Goal: List every line of the listing below that contains the word "throw", copying each such line in full. Case counts.

Supplied data:
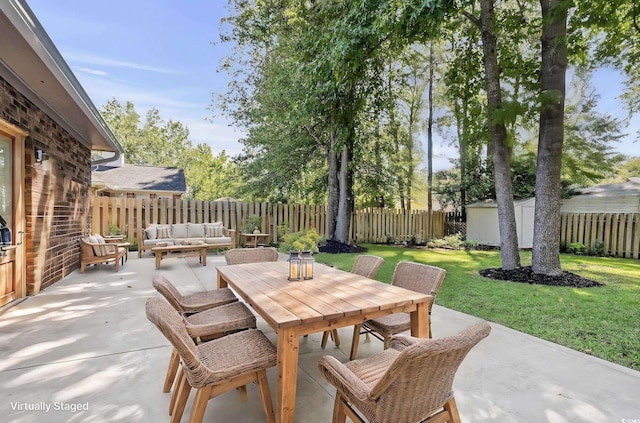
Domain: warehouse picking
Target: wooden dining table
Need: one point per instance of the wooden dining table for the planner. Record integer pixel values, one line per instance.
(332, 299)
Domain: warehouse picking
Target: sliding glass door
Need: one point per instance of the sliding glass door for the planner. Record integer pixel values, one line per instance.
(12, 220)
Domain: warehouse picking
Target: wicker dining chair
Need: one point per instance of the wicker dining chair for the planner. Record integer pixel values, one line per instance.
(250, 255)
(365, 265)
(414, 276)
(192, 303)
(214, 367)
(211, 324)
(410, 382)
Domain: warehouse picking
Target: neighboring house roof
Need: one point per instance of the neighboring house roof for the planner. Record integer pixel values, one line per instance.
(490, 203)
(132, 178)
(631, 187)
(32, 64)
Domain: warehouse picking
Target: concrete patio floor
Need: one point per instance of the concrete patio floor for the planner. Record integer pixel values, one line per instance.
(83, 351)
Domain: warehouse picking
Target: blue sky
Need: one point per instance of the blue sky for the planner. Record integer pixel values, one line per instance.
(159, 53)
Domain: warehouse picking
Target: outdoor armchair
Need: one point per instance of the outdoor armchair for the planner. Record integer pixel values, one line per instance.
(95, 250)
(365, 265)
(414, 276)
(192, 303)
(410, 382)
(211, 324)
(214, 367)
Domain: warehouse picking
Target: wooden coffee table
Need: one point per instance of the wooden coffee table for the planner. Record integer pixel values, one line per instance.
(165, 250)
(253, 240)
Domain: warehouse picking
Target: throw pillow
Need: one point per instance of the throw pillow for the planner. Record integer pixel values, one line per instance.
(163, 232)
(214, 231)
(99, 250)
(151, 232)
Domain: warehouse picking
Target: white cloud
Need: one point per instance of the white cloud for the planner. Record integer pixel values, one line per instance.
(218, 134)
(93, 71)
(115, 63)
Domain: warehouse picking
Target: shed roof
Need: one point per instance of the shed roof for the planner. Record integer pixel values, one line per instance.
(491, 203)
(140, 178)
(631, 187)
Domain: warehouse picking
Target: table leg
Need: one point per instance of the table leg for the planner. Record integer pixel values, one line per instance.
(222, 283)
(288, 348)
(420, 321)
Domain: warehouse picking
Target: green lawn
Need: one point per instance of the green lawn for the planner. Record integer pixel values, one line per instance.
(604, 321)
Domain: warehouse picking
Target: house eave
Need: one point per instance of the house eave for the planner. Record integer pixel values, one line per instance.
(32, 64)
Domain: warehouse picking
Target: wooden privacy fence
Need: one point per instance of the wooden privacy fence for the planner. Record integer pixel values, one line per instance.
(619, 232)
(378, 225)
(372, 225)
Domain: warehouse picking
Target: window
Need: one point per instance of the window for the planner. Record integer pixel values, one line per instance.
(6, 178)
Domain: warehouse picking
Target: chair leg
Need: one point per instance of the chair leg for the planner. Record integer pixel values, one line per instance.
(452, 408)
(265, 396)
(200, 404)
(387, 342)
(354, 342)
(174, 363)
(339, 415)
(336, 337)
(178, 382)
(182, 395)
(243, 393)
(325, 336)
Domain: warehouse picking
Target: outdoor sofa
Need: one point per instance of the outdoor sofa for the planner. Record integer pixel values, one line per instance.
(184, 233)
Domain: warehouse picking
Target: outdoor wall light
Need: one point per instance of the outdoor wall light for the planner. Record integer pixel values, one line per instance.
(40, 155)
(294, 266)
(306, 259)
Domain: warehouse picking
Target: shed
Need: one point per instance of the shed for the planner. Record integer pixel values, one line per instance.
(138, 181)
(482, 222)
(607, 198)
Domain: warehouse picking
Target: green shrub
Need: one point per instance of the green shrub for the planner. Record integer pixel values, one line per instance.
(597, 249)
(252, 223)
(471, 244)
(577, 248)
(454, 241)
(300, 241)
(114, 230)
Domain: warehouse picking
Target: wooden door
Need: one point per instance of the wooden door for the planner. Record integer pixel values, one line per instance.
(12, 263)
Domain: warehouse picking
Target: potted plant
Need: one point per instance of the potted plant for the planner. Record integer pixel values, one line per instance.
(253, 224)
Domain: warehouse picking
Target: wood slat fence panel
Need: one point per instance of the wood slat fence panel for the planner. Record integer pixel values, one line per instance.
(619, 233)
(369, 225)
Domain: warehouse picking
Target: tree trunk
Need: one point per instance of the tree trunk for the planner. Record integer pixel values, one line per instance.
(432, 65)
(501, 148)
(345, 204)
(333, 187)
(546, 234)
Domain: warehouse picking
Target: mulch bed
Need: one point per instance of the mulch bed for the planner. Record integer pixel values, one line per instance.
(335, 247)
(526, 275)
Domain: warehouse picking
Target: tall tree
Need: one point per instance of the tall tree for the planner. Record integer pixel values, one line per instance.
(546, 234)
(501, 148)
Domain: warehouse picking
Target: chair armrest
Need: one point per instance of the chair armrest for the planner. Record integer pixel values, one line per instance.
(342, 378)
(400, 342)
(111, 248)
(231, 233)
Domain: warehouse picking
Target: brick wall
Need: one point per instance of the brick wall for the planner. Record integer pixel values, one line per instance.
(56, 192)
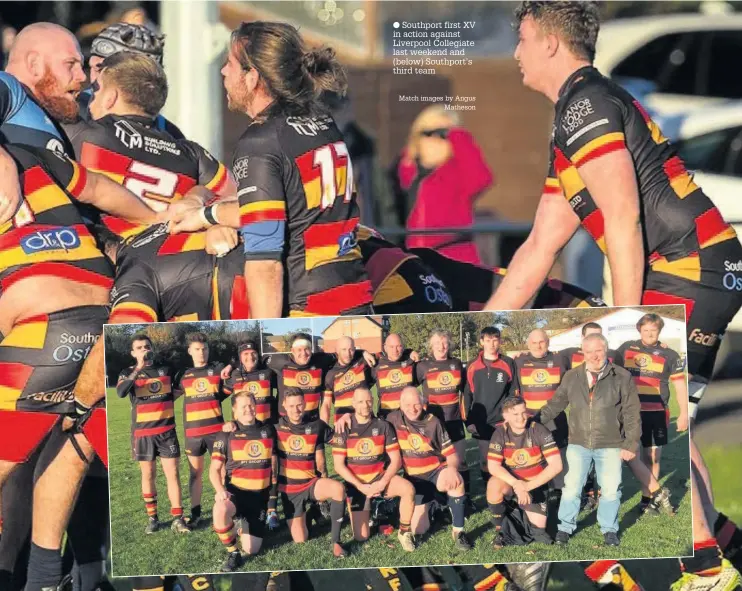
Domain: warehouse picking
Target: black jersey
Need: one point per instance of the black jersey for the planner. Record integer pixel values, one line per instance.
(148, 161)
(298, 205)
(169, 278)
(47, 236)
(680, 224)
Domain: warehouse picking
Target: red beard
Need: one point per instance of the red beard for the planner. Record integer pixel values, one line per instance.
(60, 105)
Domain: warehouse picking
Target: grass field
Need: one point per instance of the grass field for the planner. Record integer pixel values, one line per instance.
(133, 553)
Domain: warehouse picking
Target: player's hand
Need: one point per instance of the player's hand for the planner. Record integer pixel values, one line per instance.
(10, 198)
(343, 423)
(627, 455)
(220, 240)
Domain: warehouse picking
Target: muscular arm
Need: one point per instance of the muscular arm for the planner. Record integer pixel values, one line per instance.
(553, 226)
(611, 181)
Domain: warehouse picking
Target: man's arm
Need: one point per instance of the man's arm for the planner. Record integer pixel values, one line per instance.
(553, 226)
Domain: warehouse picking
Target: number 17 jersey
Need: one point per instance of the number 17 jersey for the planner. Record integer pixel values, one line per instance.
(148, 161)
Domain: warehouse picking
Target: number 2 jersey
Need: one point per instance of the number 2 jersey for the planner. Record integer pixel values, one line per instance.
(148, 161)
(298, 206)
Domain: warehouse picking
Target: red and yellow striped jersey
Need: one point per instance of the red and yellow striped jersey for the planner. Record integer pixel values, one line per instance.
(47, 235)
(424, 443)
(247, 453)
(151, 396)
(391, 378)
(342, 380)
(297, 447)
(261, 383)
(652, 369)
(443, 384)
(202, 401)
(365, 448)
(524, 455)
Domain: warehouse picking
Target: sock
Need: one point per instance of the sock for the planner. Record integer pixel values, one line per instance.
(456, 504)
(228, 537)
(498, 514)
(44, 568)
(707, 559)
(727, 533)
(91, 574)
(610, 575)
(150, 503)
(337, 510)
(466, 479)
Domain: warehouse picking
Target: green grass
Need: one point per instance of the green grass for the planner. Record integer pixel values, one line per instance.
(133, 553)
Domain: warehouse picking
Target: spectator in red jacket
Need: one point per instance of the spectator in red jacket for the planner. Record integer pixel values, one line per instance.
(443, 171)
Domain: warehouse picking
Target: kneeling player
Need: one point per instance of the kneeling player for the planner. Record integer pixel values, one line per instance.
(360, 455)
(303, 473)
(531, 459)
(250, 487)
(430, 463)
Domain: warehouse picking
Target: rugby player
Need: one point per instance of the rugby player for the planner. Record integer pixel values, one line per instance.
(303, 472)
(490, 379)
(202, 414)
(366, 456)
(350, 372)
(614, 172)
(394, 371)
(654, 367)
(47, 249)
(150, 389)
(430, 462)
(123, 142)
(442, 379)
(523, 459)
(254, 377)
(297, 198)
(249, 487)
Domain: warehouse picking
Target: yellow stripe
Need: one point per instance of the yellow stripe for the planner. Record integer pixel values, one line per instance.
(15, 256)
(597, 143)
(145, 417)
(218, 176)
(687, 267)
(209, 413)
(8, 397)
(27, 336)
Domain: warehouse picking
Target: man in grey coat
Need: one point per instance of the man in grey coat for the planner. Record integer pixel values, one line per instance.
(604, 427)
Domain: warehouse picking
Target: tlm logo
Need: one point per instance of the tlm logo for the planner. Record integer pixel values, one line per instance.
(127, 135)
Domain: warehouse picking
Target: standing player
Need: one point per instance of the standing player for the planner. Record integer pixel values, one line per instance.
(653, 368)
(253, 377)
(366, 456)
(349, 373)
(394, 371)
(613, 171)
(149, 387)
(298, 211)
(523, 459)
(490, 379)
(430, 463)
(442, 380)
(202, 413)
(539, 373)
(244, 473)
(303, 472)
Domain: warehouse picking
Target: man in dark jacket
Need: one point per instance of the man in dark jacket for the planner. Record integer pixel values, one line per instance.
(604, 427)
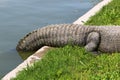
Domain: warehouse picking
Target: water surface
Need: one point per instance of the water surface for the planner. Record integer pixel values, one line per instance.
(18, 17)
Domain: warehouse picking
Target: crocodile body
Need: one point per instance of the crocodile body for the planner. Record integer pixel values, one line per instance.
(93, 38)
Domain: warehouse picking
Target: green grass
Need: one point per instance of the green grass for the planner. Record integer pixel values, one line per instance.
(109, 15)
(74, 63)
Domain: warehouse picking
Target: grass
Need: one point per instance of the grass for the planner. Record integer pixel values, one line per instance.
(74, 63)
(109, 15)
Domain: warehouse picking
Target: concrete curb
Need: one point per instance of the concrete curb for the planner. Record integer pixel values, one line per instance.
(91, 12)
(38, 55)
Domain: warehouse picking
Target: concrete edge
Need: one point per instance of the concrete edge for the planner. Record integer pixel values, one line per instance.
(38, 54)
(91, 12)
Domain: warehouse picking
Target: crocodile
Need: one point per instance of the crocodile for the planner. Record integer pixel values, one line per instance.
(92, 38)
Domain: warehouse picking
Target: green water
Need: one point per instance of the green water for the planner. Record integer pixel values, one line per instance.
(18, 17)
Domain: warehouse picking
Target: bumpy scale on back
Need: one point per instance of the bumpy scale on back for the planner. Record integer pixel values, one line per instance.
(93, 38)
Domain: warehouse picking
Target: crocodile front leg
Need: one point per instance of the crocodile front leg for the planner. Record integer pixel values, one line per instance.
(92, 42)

Solution for this exercise:
Target: throw pillow
Need: one point per instance of the throw pillow for the planner. Record integer pixel values, one line per instance.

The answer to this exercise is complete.